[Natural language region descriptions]
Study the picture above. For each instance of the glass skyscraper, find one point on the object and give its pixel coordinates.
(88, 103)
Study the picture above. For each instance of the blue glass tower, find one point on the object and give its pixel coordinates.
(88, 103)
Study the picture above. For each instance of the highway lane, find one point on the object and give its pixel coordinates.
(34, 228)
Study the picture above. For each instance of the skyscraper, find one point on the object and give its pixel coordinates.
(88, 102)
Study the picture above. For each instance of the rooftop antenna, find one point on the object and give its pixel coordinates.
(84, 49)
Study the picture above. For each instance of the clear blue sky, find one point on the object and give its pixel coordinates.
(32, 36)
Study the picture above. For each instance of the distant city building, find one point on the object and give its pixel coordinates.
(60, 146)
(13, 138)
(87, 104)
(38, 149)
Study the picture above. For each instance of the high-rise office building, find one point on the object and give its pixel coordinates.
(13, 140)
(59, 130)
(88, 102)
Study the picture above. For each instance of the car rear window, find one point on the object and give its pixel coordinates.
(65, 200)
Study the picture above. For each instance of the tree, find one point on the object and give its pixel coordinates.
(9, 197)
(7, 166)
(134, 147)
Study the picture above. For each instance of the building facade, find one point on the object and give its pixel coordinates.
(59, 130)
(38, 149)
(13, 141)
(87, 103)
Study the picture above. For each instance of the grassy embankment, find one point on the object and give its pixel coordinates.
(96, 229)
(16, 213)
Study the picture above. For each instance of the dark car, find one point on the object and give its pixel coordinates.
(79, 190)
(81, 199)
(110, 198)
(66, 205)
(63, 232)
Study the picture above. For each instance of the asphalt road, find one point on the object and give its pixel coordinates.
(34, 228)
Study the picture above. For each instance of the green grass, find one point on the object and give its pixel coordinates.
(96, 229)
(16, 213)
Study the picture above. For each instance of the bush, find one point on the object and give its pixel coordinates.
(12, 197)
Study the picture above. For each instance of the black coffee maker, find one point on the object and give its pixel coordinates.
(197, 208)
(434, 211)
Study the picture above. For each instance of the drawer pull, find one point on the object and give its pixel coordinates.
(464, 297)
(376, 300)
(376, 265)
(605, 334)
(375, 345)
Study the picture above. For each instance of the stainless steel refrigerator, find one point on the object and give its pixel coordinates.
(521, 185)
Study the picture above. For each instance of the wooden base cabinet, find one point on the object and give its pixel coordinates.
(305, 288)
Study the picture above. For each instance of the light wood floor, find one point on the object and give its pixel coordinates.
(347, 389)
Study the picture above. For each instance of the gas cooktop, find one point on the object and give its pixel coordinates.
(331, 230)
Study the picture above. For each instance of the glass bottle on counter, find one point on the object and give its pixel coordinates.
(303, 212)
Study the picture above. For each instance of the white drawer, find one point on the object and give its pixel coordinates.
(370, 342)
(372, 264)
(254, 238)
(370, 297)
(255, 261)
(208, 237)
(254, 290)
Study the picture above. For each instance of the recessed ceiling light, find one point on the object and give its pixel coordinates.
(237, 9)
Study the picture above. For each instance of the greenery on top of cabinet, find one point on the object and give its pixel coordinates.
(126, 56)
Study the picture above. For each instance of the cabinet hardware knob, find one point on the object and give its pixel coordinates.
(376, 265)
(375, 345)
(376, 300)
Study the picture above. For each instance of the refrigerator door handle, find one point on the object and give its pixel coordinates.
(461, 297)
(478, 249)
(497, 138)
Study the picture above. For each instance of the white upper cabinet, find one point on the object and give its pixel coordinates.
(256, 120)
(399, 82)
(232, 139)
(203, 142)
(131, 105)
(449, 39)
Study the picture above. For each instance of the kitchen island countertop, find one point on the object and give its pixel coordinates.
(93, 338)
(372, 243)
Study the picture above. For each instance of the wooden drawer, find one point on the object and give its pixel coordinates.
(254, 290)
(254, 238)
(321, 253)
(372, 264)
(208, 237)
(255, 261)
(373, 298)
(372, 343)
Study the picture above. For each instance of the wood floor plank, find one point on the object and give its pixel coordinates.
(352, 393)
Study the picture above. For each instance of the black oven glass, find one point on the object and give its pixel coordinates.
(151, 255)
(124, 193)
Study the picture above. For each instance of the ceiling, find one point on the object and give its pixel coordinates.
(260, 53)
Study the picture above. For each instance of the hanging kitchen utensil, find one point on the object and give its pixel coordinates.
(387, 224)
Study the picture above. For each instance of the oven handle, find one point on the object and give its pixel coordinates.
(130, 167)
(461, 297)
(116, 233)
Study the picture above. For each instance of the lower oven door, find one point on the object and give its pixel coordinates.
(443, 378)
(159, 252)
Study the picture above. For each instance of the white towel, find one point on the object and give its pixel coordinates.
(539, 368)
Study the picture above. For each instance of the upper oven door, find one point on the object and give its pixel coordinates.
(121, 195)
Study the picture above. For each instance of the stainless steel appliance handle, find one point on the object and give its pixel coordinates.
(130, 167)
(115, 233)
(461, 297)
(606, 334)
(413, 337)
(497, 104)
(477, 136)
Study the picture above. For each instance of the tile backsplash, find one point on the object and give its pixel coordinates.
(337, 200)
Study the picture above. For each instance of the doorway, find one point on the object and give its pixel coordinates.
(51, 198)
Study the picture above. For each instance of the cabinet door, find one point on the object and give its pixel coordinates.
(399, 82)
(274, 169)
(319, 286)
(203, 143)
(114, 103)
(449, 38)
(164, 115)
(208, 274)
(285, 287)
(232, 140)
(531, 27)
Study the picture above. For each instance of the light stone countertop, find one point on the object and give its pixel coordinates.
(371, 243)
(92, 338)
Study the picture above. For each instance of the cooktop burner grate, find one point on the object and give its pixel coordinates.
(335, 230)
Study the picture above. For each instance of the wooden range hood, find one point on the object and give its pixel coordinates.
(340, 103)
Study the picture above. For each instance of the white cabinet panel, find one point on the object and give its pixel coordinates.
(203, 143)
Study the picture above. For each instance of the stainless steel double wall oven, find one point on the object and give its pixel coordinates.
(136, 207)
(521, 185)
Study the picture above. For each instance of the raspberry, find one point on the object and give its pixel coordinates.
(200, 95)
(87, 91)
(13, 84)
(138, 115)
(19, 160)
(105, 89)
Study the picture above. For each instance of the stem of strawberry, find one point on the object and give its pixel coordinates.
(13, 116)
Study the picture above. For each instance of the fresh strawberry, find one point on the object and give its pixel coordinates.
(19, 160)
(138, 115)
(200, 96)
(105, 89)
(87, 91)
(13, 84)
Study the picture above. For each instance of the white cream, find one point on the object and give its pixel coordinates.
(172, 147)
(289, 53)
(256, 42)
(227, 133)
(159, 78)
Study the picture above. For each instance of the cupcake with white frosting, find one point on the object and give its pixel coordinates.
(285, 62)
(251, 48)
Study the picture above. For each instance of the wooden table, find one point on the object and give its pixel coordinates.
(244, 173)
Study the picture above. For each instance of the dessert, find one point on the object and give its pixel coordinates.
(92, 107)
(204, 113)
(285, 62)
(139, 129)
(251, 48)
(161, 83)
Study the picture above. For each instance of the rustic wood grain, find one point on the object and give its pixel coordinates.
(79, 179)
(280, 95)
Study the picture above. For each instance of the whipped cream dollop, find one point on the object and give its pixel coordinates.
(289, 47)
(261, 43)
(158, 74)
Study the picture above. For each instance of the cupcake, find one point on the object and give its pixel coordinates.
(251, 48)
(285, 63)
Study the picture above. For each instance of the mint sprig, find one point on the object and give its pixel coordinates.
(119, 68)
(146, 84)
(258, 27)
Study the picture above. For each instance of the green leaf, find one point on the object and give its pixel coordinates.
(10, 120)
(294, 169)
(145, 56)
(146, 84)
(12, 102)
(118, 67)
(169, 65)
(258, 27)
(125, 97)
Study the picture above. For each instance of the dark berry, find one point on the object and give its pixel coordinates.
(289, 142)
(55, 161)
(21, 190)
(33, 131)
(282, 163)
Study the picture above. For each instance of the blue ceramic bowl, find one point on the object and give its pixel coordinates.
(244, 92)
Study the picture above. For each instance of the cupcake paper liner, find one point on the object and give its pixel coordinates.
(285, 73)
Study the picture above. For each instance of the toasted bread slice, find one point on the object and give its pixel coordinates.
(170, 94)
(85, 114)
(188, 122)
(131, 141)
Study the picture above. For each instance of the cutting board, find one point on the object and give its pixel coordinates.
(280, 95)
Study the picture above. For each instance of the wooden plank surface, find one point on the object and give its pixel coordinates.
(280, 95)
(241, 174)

→ Your objective: Could you set down exactly the lines above, from the one containing "Study the picture above. For each instance of the mint" through the last, including both and nothing else?

→ Exercise result:
Study the picture above. For each instance of the mint sprig, find one point on the object and give its pixel coordinates.
(119, 68)
(146, 84)
(258, 27)
Study the picture above. For each instance of the green leaf, find one point on the object and give its pixel coordinates.
(10, 120)
(294, 169)
(145, 56)
(146, 84)
(12, 102)
(118, 67)
(169, 65)
(258, 27)
(125, 97)
Study the picture above. For each instance of the dark berry, find one point on the object and give its pixel coordinates.
(289, 142)
(55, 161)
(21, 190)
(33, 131)
(282, 163)
Study the picture above. For each instance of the blue ceramic bowl, find one point on the object and give its pixel coordinates.
(244, 92)
Study the picture above. For each instance of the cupcake paper liner, find one point on the object and give its pixel coordinates.
(285, 73)
Study the picture above. For each instance of the toasted bread slice, find one point on the object and give its pixel coordinates.
(170, 94)
(85, 114)
(188, 122)
(131, 141)
Study the picture above. For each instance of the cutting board, find one point on the object and give its pixel coordinates.
(280, 95)
Study the picture above. For each instance of the wooden plank surface, find one point on the object and give its pixel coordinates.
(280, 95)
(241, 174)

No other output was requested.